**Excerpted text**

—————

Hey guys, thanks for looking out for me.  I'm here, but VERY slow.  I can post 1-2 times a week right now.  Things should improve soon, so once things ramp up I'll be ready for the action.  Thanks for putting the word out for me, Bob.


----------



## Citizen Mane (Nov 1, 2005)

*taitzu52*: No worries.  Thanks for checking in.


----------



## Bobitron (Nov 2, 2005)

Updated my character on page 1. I left some parts specifically vague, hoping to fill him in as we go along.


----------



## Citizen Mane (Nov 2, 2005)

*Bobitron*: Good deal.  If he's done, throw him over in here for me (makes it easier for me to check character stats if they're all in one RG thread).

As a side note, I finally got my copy of Dundjinni going, and it looks wicked intuitive and quick to use.  Good times.


----------



## Citizen Mane (Nov 5, 2005)

Okay, I'll have the opening post up tonight.    When it's up, I'll post here.

Nick


----------



## Citizen Mane (Nov 6, 2005)

And it's on.  

*Shaggy*: As soon as you have a character, I'll work it in.

*taitzu52*: Once you're back up and running, I'll work you in.    

Nick


----------



## ragboy (Nov 6, 2005)

I'd like to take the position as First Lurker. Sounds like a great campaign...


----------



## MummyKitty (Nov 7, 2005)

Scored on a like-new d20 Call of Cthulhu book today at Half Price Books and had a 15% off coupon.  Woo!  So now I'm going to know the d20 stats of the creature that eats Archie!  

All I want to know is who's dumb idea the Shoggoth Lord was!   I mean I love SHoggoths as much as the next insane cultist guy but was this monster really necessary?

DANO


----------



## Citizen Mane (Nov 7, 2005)

*MummyKitty*: Awesome.  Good deal.  It's a fantastic book.  One of the best I've ever bought for d20.

*ragboy*:  Sure.  Actually, if you've got a second, drop me an e-mail.  I have an idea where I can get you in the game pretty quickly, but I want to know what you think.  (It came to me while I was ruminating on the Ars Magica game I'm in.)


----------



## Bobitron (Nov 7, 2005)

I had a terribly busy weekend. Sorry for the delay. I'll get a post up tonight.


----------



## ragboy (Nov 7, 2005)

Kajamba: I'm pretty strapped. I'll probably just have to follow along and be entertained at this point. Thanks for the offer, though!


----------



## Citizen Mane (Nov 7, 2005)

No worries.  I'm pretty low-key about this stuff.  I'll move things along when everyone's posted.  And, ragboy, no worries.  I'm happy to have you as an alt.

Nick


----------



## Citizen Mane (Nov 9, 2005)

I'll move this along tonight.


----------



## taitzu52 (Nov 9, 2005)

Hey, I'm here, I'm just at a slower than usual posting rate, 2-3 times a week at this point.  If that's cool, work me in.  Thanks!
TZ


----------



## Citizen Mane (Nov 10, 2005)

*taitzu52*: That's fine.  Is your character finished and in the RG?  Once he's in there, I'll work you in.

*Dr. Zombie*: You out there?

Off to post...

—————

**Material provided**
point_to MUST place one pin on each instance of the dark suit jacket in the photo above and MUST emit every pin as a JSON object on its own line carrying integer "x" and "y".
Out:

—————

**Written tasks**
(1) Extract the part of the forum thread starting at "I'd like to" and ending at "monster really necessary?".
(2) Translate this sentence from the forum thread into Spanish: "I'll move things along when everyone's posted."
Work only from the forum thread, not the listing.

**Expected results**
(1)
I'd like to take the position as First Lurker. Sounds like a great campaign...


----------



## MummyKitty (Nov 7, 2005)

Scored on a like-new d20 Call of Cthulhu book today at Half Price Books and had a 15% off coupon.  Woo!  So now I'm going to know the d20 stats of the creature that eats Archie!  

All I want to know is who's dumb idea the Shoggoth Lord was!   I mean I love SHoggoths as much as the next insane cultist guy but was this monster really necessary?

(2) Haré avanzar las cosas cuando todos hayan publicado.